| Extract provided |
On 1/28/08, Talin <talin@acm.org> wrote:
Taro wrote:
Built-in types such as float, string, or list are first-class citizens ...
myfloat = 1.0
The problem I see with this is, what if you need to use both decimals and floats together?
Then don't overwrite the float type. :D
I've often thought that there should be a shorter spelling for decimal numbers, but I was thinking that a simple suffix letter would suffice:
mydecimal = 1.0000000000000001d
That solves a slightly different problem. It expands the set of known types to include Decimal, but it doesn't let you say: For this run, make all strings be instances of MyString, which is a string subclass with extra logging to help me debug.
When I have wanted this, I didn't have an array; I had existing code with string literals sprinkled throughout. I wanted to minimize (diff-visible) changes because I knew I would back them out once the debugging or testing were done. -jJ

Talin, hi On Jan 29, 2008 2:44 PM, Talin <talin@acm.org> wrote:
If for some reason you need exactly even quantities of decimals and floats then at least you're no worse off than you are now -- just don't typedef.
-T. (*eye of the beholder blah blah blah ;-)

| To do |
1 > List the built-in types that the thread on replacing built-in types gives as examples of first-class citizens.
2 > Please resume the thread on replacing built-in types, starting after its final line.

Bounding-box records:
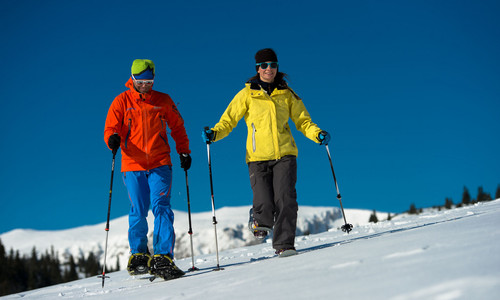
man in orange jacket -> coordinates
[104,59,191,279]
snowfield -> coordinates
[0,199,500,300]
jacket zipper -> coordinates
[252,123,257,153]
[125,118,132,148]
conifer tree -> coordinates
[408,203,418,215]
[444,198,453,209]
[368,210,378,223]
[462,186,471,205]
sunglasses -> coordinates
[255,62,278,70]
[132,75,154,85]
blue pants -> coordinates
[123,166,175,258]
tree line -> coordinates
[368,184,500,223]
[0,240,120,296]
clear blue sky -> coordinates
[0,0,500,233]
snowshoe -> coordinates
[276,247,297,257]
[148,254,185,280]
[248,208,272,240]
[127,253,151,276]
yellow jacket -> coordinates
[212,83,321,163]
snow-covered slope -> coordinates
[0,206,378,270]
[1,200,500,300]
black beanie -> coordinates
[255,48,278,64]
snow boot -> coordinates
[148,254,185,280]
[276,247,297,257]
[248,208,272,240]
[127,253,151,276]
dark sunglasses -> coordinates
[132,75,154,85]
[255,62,278,70]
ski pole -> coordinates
[325,144,352,233]
[97,149,118,288]
[205,127,224,271]
[184,170,199,271]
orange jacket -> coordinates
[104,78,191,172]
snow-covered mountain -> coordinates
[0,206,378,270]
[0,199,500,300]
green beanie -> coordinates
[132,59,155,77]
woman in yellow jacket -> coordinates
[202,48,330,256]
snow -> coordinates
[0,199,500,300]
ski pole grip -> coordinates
[203,126,212,145]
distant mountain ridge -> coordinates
[0,206,386,269]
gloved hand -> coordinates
[180,153,191,171]
[201,128,216,144]
[108,133,121,153]
[317,130,330,145]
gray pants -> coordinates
[248,155,298,250]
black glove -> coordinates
[180,153,191,171]
[108,133,122,153]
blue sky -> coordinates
[0,0,500,233]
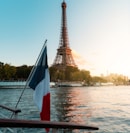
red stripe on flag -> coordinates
[40,93,50,132]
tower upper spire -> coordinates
[53,0,77,68]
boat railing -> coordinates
[0,105,24,133]
[0,105,98,133]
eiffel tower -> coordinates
[52,0,77,69]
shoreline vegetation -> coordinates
[0,63,130,87]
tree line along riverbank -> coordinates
[0,63,129,85]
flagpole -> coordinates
[11,39,47,118]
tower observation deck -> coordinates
[52,0,77,69]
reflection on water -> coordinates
[0,86,130,133]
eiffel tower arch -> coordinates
[52,0,77,70]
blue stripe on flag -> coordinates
[29,47,48,90]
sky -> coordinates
[0,0,130,78]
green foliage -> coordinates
[50,66,91,84]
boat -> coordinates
[0,40,99,133]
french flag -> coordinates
[28,42,50,132]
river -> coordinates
[0,86,130,133]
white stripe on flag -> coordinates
[34,69,50,112]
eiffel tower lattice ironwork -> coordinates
[52,0,77,69]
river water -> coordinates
[0,86,130,133]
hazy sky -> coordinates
[0,0,130,77]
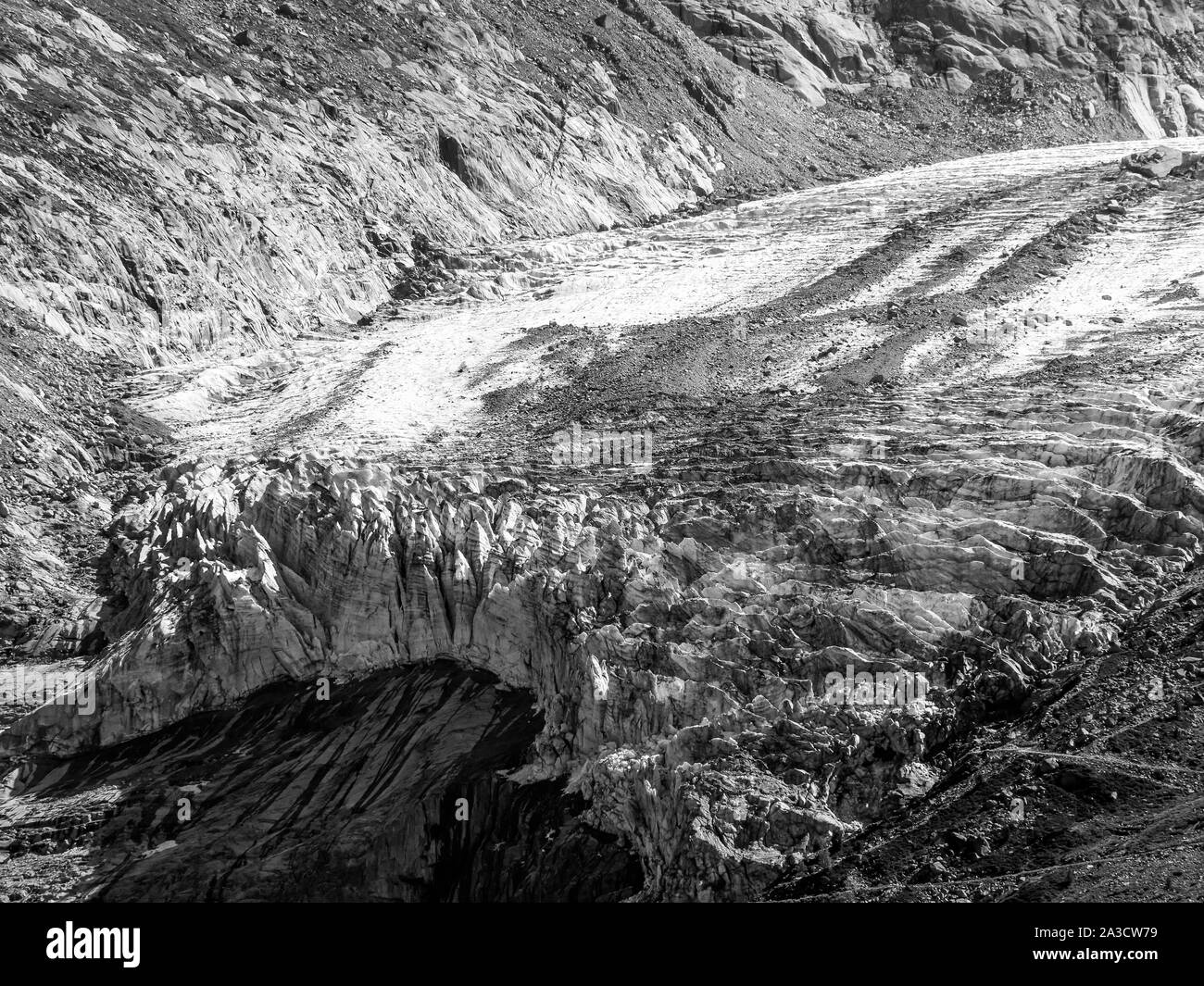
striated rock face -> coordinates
[4,356,1204,899]
[665,0,1204,132]
[665,0,894,106]
[0,0,723,364]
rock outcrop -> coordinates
[665,0,1204,139]
[4,358,1204,899]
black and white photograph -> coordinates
[0,0,1204,948]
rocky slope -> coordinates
[0,0,1204,901]
[666,0,1204,137]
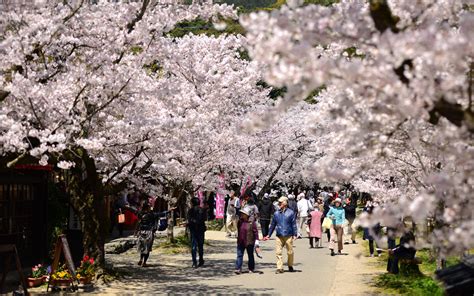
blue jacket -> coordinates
[268,208,298,237]
[326,206,346,225]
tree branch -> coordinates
[127,0,150,34]
[63,0,84,23]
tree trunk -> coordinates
[67,148,108,266]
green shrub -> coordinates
[375,273,444,296]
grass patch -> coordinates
[375,273,444,296]
[363,245,459,296]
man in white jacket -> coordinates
[298,193,313,238]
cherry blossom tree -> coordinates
[241,0,474,256]
[0,1,235,261]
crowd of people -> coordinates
[111,187,416,274]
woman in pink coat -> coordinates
[308,207,323,249]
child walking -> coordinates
[235,208,258,274]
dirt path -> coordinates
[86,231,379,295]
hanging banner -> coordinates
[216,174,225,219]
[198,190,204,207]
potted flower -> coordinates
[76,255,96,284]
[51,265,72,287]
[28,264,46,287]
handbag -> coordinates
[322,217,332,229]
[117,209,125,224]
[158,217,168,231]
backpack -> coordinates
[158,217,168,231]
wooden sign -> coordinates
[0,244,30,296]
[46,234,77,292]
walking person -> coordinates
[226,190,239,237]
[308,207,323,249]
[137,202,174,267]
[362,201,382,257]
[344,196,357,245]
[258,193,275,237]
[242,196,260,222]
[235,207,258,274]
[297,193,313,238]
[326,198,346,256]
[187,197,207,268]
[263,196,297,274]
[321,194,331,242]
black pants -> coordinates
[260,219,270,237]
[387,237,398,272]
[191,231,204,265]
[369,239,382,255]
[309,237,319,248]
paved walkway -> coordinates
[94,231,377,295]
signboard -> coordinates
[216,174,225,219]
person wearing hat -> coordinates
[187,197,207,268]
[297,193,313,238]
[136,202,176,267]
[258,193,275,236]
[235,208,258,274]
[326,197,346,256]
[263,196,297,274]
[226,190,240,237]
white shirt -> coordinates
[298,198,313,217]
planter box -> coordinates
[28,277,43,288]
[52,279,72,288]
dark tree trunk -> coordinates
[67,148,108,266]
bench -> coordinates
[399,257,423,276]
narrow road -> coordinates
[93,231,380,295]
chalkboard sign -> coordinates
[46,234,77,292]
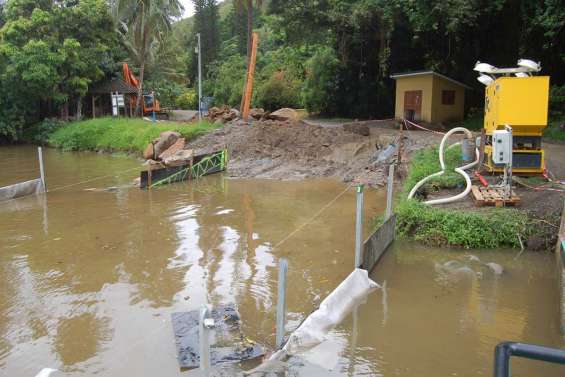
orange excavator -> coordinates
[122,63,161,115]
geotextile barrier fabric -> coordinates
[0,178,44,202]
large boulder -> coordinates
[153,131,180,156]
[266,108,298,122]
[159,137,186,161]
[249,109,265,120]
[143,143,155,160]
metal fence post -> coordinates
[276,258,288,348]
[37,147,47,192]
[199,305,210,377]
[355,185,363,268]
[385,164,394,221]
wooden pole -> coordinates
[242,33,259,121]
[385,164,394,221]
[37,147,47,192]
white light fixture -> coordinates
[518,59,541,72]
[473,62,496,73]
[477,75,494,86]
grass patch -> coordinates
[403,146,465,197]
[543,118,565,141]
[396,200,532,249]
[388,148,552,249]
[48,118,218,153]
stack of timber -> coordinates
[471,186,520,207]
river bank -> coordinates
[19,114,565,250]
[0,146,564,377]
[28,118,219,156]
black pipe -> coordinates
[494,342,565,377]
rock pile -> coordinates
[207,106,240,124]
[143,131,193,166]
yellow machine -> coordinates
[476,63,549,175]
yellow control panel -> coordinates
[484,76,549,174]
[484,76,549,136]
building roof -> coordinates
[91,76,137,94]
[390,71,473,89]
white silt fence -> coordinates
[0,147,47,202]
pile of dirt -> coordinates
[186,119,432,186]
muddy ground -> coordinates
[187,116,565,229]
[187,121,436,186]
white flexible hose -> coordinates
[408,127,479,204]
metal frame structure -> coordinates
[493,342,565,377]
[149,149,228,188]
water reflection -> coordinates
[0,145,565,377]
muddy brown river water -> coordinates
[0,146,565,377]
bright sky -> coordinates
[180,0,194,18]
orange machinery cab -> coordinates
[122,63,161,114]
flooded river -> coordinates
[0,147,565,377]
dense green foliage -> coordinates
[0,0,565,139]
[0,0,118,139]
[196,0,565,114]
[49,118,217,153]
[113,0,182,115]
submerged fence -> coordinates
[0,147,47,202]
[355,165,396,272]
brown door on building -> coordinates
[404,90,422,121]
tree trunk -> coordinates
[247,0,253,60]
[61,102,69,122]
[135,60,145,117]
[75,97,82,120]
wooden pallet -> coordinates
[471,186,520,207]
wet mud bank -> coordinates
[187,120,436,186]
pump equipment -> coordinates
[474,59,549,175]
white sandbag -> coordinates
[243,269,381,376]
[283,269,380,355]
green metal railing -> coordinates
[149,149,228,188]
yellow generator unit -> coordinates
[479,75,549,175]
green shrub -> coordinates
[144,78,186,108]
[384,148,554,249]
[49,118,217,153]
[175,89,198,110]
[396,200,536,249]
[22,118,66,144]
[404,147,465,197]
[303,47,339,114]
[206,55,247,106]
[257,71,302,111]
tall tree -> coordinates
[0,0,117,128]
[192,0,220,77]
[234,0,263,60]
[114,0,183,116]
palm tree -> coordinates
[234,0,263,61]
[113,0,183,116]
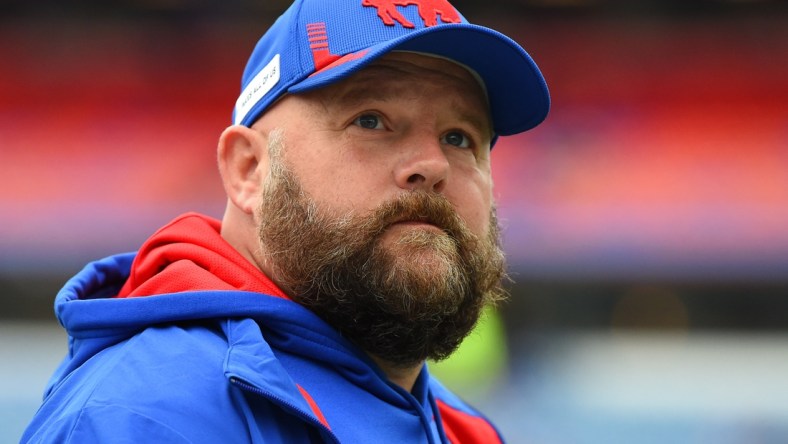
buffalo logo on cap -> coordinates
[361,0,460,28]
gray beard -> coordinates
[257,137,506,367]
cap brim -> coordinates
[287,23,550,136]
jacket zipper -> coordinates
[230,376,340,444]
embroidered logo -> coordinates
[361,0,460,28]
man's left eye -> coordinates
[353,114,383,129]
[441,131,471,148]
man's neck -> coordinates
[370,355,424,393]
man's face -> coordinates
[249,53,504,365]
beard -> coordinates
[257,137,506,368]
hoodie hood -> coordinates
[37,214,498,442]
[117,213,287,298]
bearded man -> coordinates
[23,0,549,443]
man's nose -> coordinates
[394,135,450,193]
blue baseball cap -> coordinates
[233,0,550,136]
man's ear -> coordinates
[217,125,268,214]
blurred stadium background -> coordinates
[0,0,788,443]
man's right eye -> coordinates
[353,114,383,129]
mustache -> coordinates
[368,191,468,238]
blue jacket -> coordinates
[22,254,500,444]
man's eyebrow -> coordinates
[329,78,407,107]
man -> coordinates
[22,0,549,443]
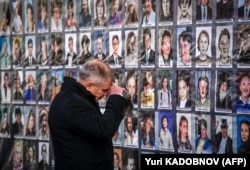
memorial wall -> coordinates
[0,0,250,169]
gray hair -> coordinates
[78,59,115,84]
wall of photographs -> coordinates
[0,0,250,169]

| Answer set |
1 > float, string, list

2 >
Taro writes:
As a matter of presenting the PEP in the best light, this isn't an issue of "second-class" to me, for one. ISTM that it's simply a matter of (a) giving syntax to constructions that are used a lot in control structures, and (b) the historical fact that other types that have syntax defined for them came first and were added as built-ins. Some of them possibly shouldn't have syntax. As a strawman example, many Python programs use floats very rarely, and we could conceivably -- but not *plausibly* -- demote float and require "my_approximate_pi = float('3.14')".
This is very persuasive, but may not be enough. Jim's suggestion of a "logging string" was also interesting.
The syntax for a typedef is: from MODULE typedef ADAPTOR as TYPE
I'm sorry, but I hate this term "typedef". This is not a "type definition" in any Pythonic sense of the word "type", and the associations with C-style typedefs are painful. How about from MODULE import STRINGCONVERTER with TYPE readsyntax or from MODULE import STRINGCONVERTER with readsyntax TYPE or from MODULE import STRINGCONVERTER readsyntax TYPE ?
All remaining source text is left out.